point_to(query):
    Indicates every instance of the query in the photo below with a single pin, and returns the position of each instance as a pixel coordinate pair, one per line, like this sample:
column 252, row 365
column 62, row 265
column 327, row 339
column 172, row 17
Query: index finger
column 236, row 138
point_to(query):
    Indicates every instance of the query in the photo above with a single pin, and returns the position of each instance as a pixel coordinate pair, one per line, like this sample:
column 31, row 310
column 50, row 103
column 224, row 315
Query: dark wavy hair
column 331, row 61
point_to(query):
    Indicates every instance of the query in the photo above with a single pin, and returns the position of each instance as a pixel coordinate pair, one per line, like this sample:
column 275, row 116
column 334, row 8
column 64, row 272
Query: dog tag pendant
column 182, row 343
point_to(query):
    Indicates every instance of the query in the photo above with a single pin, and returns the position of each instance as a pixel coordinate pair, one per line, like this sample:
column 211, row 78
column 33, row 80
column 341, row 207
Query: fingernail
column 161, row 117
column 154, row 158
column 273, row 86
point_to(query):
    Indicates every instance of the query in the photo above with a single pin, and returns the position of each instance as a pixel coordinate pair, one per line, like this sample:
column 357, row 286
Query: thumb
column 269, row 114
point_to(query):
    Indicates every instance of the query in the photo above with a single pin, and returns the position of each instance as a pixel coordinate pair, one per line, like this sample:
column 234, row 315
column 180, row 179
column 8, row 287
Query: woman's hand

### Aim of the exercise
Word for word, set down the complete listing once more.

### Answer to this task
point_to(query):
    Indicates every instance of the query in the photo below with a single pin, and returns the position of each instance as a pixel coordinate pair, one per line, like this sample:
column 252, row 365
column 62, row 265
column 327, row 339
column 172, row 17
Query: index finger
column 236, row 138
point_to(query):
    Indicates every instance of the query in the photo above with a single pin, and returns the position of each instance as a pixel coordinate pair, one per line, like this sample:
column 31, row 310
column 50, row 103
column 224, row 315
Query: dark wavy hair
column 331, row 61
point_to(query):
    Indicates every instance of the query in the photo above with a single pin, and returns the position of each instance as a pixel coordinate pair, one per line, like this sample:
column 275, row 116
column 334, row 8
column 64, row 272
Query: dog tag pendant
column 182, row 343
point_to(query):
    Indicates every instance of the query in the photo above with a single pin, and returns the position of each instance as a pixel coordinate pair, one per line, like this sample:
column 211, row 78
column 33, row 80
column 341, row 207
Query: fingernail
column 161, row 117
column 154, row 158
column 273, row 86
point_to(query):
    Indicates every instance of the query in the photo above with a single pin, and returns the position of each instance as a pixel coordinate pair, one per line, like this sample:
column 357, row 286
Query: thumb
column 269, row 114
point_to(query):
    Indicates every instance of the query in the photo above with a single pin, and returns the position of each instance as a pixel coordinate pair, one per line, like this sample:
column 234, row 315
column 180, row 179
column 8, row 287
Query: woman's hand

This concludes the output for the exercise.